═══ Record extracts

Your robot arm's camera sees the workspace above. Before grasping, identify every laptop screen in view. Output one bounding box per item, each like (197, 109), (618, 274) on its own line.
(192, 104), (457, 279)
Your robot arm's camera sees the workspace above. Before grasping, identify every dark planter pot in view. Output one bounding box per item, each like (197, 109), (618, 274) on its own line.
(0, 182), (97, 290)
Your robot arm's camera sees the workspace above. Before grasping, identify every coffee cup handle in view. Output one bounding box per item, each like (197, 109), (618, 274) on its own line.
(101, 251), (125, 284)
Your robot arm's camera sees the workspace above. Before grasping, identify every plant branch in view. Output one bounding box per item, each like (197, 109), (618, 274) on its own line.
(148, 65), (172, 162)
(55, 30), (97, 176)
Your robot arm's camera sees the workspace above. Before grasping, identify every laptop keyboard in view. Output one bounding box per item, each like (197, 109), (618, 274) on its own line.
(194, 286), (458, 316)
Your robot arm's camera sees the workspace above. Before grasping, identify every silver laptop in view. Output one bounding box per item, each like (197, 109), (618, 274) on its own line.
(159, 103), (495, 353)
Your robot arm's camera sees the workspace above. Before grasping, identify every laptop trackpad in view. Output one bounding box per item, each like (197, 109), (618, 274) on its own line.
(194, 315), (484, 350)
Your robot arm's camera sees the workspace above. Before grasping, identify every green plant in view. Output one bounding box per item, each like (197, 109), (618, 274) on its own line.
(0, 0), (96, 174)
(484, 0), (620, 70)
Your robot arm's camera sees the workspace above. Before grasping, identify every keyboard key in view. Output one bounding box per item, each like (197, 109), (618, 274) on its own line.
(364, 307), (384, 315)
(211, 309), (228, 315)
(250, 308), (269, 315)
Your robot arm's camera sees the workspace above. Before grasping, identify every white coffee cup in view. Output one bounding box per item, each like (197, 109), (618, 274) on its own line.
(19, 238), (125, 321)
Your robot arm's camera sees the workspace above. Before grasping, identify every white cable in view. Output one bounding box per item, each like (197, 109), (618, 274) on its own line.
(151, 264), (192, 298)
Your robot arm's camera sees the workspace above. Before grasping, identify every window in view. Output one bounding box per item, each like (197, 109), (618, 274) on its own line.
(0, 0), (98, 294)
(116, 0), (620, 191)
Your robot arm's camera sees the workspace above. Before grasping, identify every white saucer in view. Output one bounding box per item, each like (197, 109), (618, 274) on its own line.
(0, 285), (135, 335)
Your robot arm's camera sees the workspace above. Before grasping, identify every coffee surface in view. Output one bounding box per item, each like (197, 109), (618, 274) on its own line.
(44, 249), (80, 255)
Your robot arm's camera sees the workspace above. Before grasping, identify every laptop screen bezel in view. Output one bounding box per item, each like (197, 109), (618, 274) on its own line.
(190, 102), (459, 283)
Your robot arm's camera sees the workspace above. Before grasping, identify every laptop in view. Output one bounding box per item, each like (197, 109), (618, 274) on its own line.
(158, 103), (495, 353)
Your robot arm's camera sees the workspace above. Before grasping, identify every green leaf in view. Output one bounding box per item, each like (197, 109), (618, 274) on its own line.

══════

> Required work: Repeat each of the entries above word for word, from the first to the last.

> Reply:
Your robot arm's camera sees the workspace above. Before grasping, identify every laptop screen in view. Output one bounding box per item, each like (197, 109), (618, 274) on its own line.
(192, 104), (457, 279)
Your robot arm's camera sees the workspace above. Before grasping, identify every dark planter pot in view. Output one bounding box per item, each like (197, 109), (618, 274) on its own line.
(0, 182), (97, 290)
Your robot arm's camera sees the workspace above. Before grasping, identify every coffee cup handle in view. Output one bounding box per item, each like (197, 109), (618, 274) on its own line.
(101, 251), (125, 284)
Your robot arm's camera sees the workspace above. Before grasping, identify every plant branch in view. Output one bounding box per item, each like (197, 109), (618, 274) on its own line.
(148, 65), (172, 162)
(55, 30), (97, 176)
Your robot arm's camera sees the workspace above. Before grasping, identify every laptop keyboard in view. Output one bounding box per item, each like (197, 109), (618, 274) on its own line.
(194, 286), (458, 316)
Your robot arm's camera sees the workspace above. Before grasping, identify every silver laptop in view. Output one bounding box per item, each like (197, 109), (618, 274) on its own line.
(159, 103), (495, 353)
Your robot arm's camera sees the workspace above. Before grasping, identify every laptop trackpad in view. Output one bounding box per item, each like (197, 109), (618, 274) on its own line.
(194, 315), (484, 350)
Your robot arm's camera sees the workspace above. Before grasping, identify every green plant in view. Output one bounding box per item, each like (197, 109), (618, 274) on its own line.
(0, 0), (96, 174)
(484, 0), (620, 70)
Your robot arm's camera sees the workspace above. Before grasping, identify every keyboard key in view. Output one bounding box per item, each like (197, 109), (618, 274) on its own line.
(364, 307), (384, 315)
(211, 309), (228, 315)
(250, 308), (269, 315)
Your robot arm's camera sees the workspace above. Before grasping, identify every white coffee cup in view. Output one bounding box per item, each like (197, 109), (618, 274) on its own line.
(19, 238), (125, 321)
Your robot arm's camera sees the workspace above. Before grasping, identify every white cable in view. Output one bounding box per item, each like (197, 109), (618, 274) on its own line.
(151, 264), (192, 298)
Your robot arm's camera sees the workspace above. Before grasping, identify every window in view. Output one bounding box per item, each like (197, 109), (618, 274) on its own line.
(0, 0), (98, 294)
(116, 0), (620, 191)
Your robot arm's camera sees the workspace above. Before grasping, identify every white saucer in view. Output one bounding box per item, each like (197, 109), (618, 274) on its own line.
(0, 285), (135, 335)
Your robot arm's camera sees the workspace above. Before grasping, identify every coffee surface in view. Output one bounding box per item, each like (197, 109), (618, 274) on its own line.
(44, 249), (80, 255)
Your robot arm's camera sees the workspace above. Before grasping, identify every laptop screen bezel in view. Output one bounding box per item, each like (197, 109), (618, 274) on its own line.
(190, 102), (459, 283)
Your robot arm's camera sees the workspace above. Before grasping, identify every laptop in view. Output one bounding box per item, each like (197, 109), (618, 274) on its own line.
(158, 103), (495, 353)
Your robot arm's camera sees the workspace above. Before grasping, identify every green leaf in view. Output one bounding box per item, each like (197, 109), (618, 274) on its own line.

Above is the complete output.